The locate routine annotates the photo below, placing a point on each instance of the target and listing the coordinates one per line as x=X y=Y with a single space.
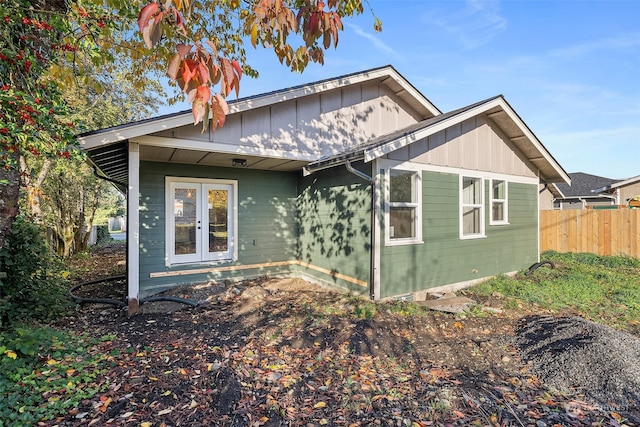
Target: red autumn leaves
x=197 y=67
x=193 y=68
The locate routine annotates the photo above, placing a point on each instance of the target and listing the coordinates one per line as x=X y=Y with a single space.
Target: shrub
x=44 y=373
x=35 y=282
x=102 y=235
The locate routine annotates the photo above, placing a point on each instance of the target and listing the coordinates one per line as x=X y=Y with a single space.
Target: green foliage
x=603 y=289
x=35 y=284
x=103 y=235
x=44 y=373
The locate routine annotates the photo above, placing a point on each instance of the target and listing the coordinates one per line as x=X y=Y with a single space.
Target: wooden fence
x=599 y=231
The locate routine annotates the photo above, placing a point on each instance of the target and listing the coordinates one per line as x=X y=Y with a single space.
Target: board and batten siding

——

Repeat the records above word for word, from start to finish, leaving out the pictures.

Output for this exercise:
The locate routine annotates the photo below, placing a point on each instance of the target and listing the coordinates one per line as x=X y=Y with a single space.
Target: red autumn leaves
x=197 y=67
x=193 y=68
The locate routine annotates the photo above, placing a point on each instance of the target and listing the coordinates one per line as x=X y=Y with a single space.
Target: shrub
x=44 y=373
x=35 y=282
x=102 y=235
The locate routine annotates the photo above, placing a point on each instance of the target and listing the coordinates one per line as x=X y=Y with a single space.
Target: green foliage
x=603 y=289
x=35 y=284
x=103 y=235
x=44 y=373
The locate routine annotates the photo above, placing a point on each instance of the target and listing the coordinates one per line as x=X y=Y with a single space.
Target: wooden fence
x=599 y=231
The locate routine annotates the photo above, placing a point on each instance of the target and listing the coordinates one per line as x=X y=Y with a single space.
Target: board and batten siding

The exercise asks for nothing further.